Task to complete: Each record below needs to be set down again exactly.

(Collected data entries)
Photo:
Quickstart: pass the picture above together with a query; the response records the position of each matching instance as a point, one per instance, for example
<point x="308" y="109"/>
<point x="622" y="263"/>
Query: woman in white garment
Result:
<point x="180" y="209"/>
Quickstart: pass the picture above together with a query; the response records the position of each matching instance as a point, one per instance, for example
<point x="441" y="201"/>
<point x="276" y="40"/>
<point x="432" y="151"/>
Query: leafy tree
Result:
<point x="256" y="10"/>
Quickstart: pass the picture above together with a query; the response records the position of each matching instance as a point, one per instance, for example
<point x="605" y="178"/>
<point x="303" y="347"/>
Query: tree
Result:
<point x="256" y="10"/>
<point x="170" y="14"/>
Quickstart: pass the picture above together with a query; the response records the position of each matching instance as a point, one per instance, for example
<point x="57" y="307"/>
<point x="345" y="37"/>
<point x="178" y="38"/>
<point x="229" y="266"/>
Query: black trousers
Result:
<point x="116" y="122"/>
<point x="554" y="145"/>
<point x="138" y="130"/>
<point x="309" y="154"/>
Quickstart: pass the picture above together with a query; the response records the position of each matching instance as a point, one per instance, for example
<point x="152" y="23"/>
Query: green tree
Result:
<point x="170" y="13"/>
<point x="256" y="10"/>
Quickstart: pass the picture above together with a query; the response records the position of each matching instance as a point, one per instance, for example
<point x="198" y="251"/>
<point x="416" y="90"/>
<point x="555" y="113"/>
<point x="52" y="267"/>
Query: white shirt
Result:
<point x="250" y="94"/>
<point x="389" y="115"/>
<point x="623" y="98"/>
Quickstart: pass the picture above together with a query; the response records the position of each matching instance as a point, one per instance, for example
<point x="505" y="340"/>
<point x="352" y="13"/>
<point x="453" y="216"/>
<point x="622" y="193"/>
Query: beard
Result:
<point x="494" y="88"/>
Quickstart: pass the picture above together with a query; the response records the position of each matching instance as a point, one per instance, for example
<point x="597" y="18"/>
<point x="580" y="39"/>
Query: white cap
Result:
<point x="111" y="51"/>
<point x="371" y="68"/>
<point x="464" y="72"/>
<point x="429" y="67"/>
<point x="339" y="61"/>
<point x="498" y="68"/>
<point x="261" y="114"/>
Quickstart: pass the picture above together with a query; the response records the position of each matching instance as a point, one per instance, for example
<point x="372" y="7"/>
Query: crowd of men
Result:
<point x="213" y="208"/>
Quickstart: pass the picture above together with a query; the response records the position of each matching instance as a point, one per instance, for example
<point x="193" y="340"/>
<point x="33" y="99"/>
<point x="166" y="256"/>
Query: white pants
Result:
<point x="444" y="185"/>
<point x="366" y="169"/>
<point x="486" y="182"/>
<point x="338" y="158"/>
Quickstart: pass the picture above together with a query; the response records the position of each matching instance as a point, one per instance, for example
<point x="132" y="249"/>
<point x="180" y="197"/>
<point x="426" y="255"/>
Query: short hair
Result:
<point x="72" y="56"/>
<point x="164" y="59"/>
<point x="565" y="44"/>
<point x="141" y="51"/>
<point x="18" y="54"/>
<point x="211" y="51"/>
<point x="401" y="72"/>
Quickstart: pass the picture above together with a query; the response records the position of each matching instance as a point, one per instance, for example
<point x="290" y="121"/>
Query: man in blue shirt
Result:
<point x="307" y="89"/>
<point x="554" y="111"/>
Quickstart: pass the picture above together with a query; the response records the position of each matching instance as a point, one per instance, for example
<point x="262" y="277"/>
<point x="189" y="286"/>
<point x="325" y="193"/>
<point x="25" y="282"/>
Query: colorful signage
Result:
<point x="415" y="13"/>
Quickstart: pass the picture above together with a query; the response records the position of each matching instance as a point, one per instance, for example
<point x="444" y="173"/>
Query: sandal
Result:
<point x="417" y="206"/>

Finished task:
Photo:
Quickstart: pass the picture above together with a query; the response records the position of each matching instance as a point, one per instance, for example
<point x="308" y="109"/>
<point x="622" y="263"/>
Query: woman in white garment
Result:
<point x="180" y="209"/>
Quickstart: pass the picture above together with a query; the response records the position of each matching instance as a point, one per instance, for example
<point x="441" y="201"/>
<point x="276" y="40"/>
<point x="432" y="151"/>
Query: leafy tree
Result:
<point x="256" y="10"/>
Quickstart: pass the picture above together with a query; the response records the position of each matching instance as a point, one per instance, for example
<point x="605" y="178"/>
<point x="303" y="347"/>
Query: tree
Result:
<point x="256" y="10"/>
<point x="170" y="14"/>
Quickstart: pass the picture above together with a query; the response records the position of each matching instance as a point, one per instance, for example
<point x="57" y="307"/>
<point x="345" y="37"/>
<point x="178" y="38"/>
<point x="229" y="266"/>
Query: black trousers
Result:
<point x="116" y="122"/>
<point x="554" y="145"/>
<point x="138" y="130"/>
<point x="309" y="154"/>
Quickstart: pass the picture above together with a query; the response records the position of each matching instance as a point, one per instance, for example
<point x="152" y="23"/>
Query: green tree
Result:
<point x="170" y="13"/>
<point x="256" y="10"/>
Quickstart: pass the picture above together with a query; the response records the position of each matching instance as a point, one per instance, for example
<point x="198" y="251"/>
<point x="416" y="90"/>
<point x="555" y="113"/>
<point x="52" y="267"/>
Query: white shirt
Result:
<point x="250" y="94"/>
<point x="389" y="115"/>
<point x="623" y="98"/>
Quickstart: pass the picture above together with a query; the response records the position of each matching instance as a point, one per instance, for example
<point x="505" y="340"/>
<point x="352" y="13"/>
<point x="453" y="216"/>
<point x="622" y="193"/>
Query: beard
Result:
<point x="494" y="88"/>
Quickstart: pass the picture above together with a query; the response records the position of each matching instance as a point, one per instance, for example
<point x="597" y="18"/>
<point x="580" y="39"/>
Query: white cap
Result:
<point x="111" y="51"/>
<point x="371" y="68"/>
<point x="464" y="72"/>
<point x="429" y="67"/>
<point x="339" y="61"/>
<point x="498" y="68"/>
<point x="261" y="114"/>
Quickstart: pass the picture above together with a query; the response records the position of each matching instance as a point, one per instance, for example
<point x="372" y="7"/>
Query: crowd of men
Result:
<point x="213" y="208"/>
Quickstart: pass the picture above together with a query; the response records the position of each matching instance as a point, one per instance, for example
<point x="193" y="340"/>
<point x="33" y="99"/>
<point x="166" y="256"/>
Query: white pants
Result:
<point x="444" y="185"/>
<point x="366" y="169"/>
<point x="486" y="182"/>
<point x="338" y="158"/>
Quickstart: pass the picture above together with a query; the response records the position of each matching instance as a point, one per instance, for example
<point x="132" y="249"/>
<point x="180" y="197"/>
<point x="426" y="255"/>
Query: short hair
Result:
<point x="72" y="56"/>
<point x="164" y="59"/>
<point x="565" y="44"/>
<point x="141" y="51"/>
<point x="18" y="54"/>
<point x="211" y="51"/>
<point x="401" y="72"/>
Quickstart: pass the picture above together with a query; the response records the position of each matching instance as a point, one per instance, for example
<point x="290" y="121"/>
Query: man in blue shirt
Result:
<point x="307" y="89"/>
<point x="554" y="111"/>
Quickstart: pass the picture above together with a query; the response records the position of each matching instance as a point, one per instance, for example
<point x="262" y="277"/>
<point x="189" y="286"/>
<point x="325" y="193"/>
<point x="25" y="282"/>
Query: colorful signage
Result:
<point x="415" y="13"/>
Quickstart: pass the picture above together with a query; the response records the position of each matching instance as a point, one per instance, for example
<point x="444" y="173"/>
Query: sandal
Result:
<point x="417" y="206"/>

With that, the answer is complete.